** Extract provided **
Evidently yesterday was National Spaghetti Day. I know it's true 'cause I read it on Facebook. Then I confirmed said fact by checking on The Google and Wikipedia stated that January 4th is, indeed, a day of national celebration in honor of spaghetti.

Now, I'm not a fan of National Insert Whatever-the-hell Here Days (hang on, I guess I sort of celebrated National S'mores Day by drinking a delicious s'moretini), but I AM a fan of food. Especially pasta. In true I'm-justifying-this style, I opted to make spaghetti – okay, okay, I used linguine noodles but let's not split angel hairs – in order to give the day its due.

Of course, one cannot have any type of Italian food without consuming wine to complement it, and since this was a red sauce I opted for (of course) a Pinot noir. Bogle's, to be exact. Quite tasty.

I'm sure you're wondering what I put in my spaghetti sauce. I shall divulge (and confess) that it's a knock-off of Granny Bernier's recipe she learned from the Italian woman ("Mrs. Palermo") she lived next to when my dad was young (this was in Chicago, I believe).

The real recipe calls for tomatoes and onions grown in one's garden to start the sauce; my family sort of skips that old-school stuff and begins with a plain tomato sauce for a base (Mom prefers Old World Style RagĂș, which is what I also use).

After that one needs to add the following ingredients:
  • onions,
  • garlic,
  • Worcestershire (pronounced "woostah" in Massachusetts) sauce,
  • oregano,
  • some sort of hot sauce (Mom uses Tabasco; I use Sriracha or chili paste),
  • a hefty splash of red wine (that's my addition),
  • pepper (I think that's my addition, too) and
  • Italian sausage (browned).

** Listing **
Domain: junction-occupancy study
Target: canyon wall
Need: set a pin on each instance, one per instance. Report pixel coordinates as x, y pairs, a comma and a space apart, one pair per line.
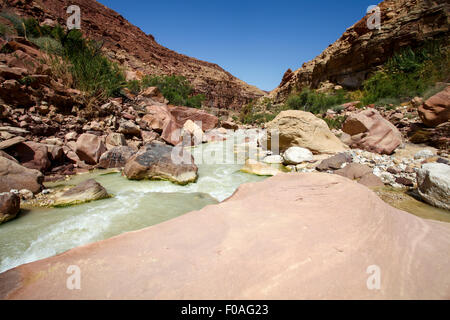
138, 52
359, 51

** Requirements **
A. Name every ingredient that the spaghetti post says to add after the tomato sauce base.
B. Extend the spaghetti post beyond its final ingredient, browned Italian sausage.
The listing has no connection to the spaghetti post.

** Answers for the exercise **
A. Onions, garlic, Worcestershire sauce, oregano, some sort of hot sauce, a hefty splash of red wine, pepper, and browned Italian sausage.

B.
Now, the ORIGINAL Granny recipe calls for mild Italian sausage links cut into "coins" and browned before being added to the sauce...since I'm a rebel I totally get the HOT Italian sausage (ground). I mean, who's got time to cut evenly-sliced coins, anyway? I'm sorry, Granny. 

After all these yummy ingredients are in the pot, it's best to let them simmer – so the flavors can "marry," as some chefs are wont to say – for at least an hour.

I put this meaty sauce over wheat noodles, serve it with some yummy garlic bread and pair it with a nice red wine (again, most often it's a Pinot noir...mainly because that's our favorite kind). After finishing that meal, it's mostly lying back on the couch watching TV because there's not much else one can do with a fully distended tummy.

Bon appetit, pasta lovers...I hope your National Spaghetti Day was as delicious as ours!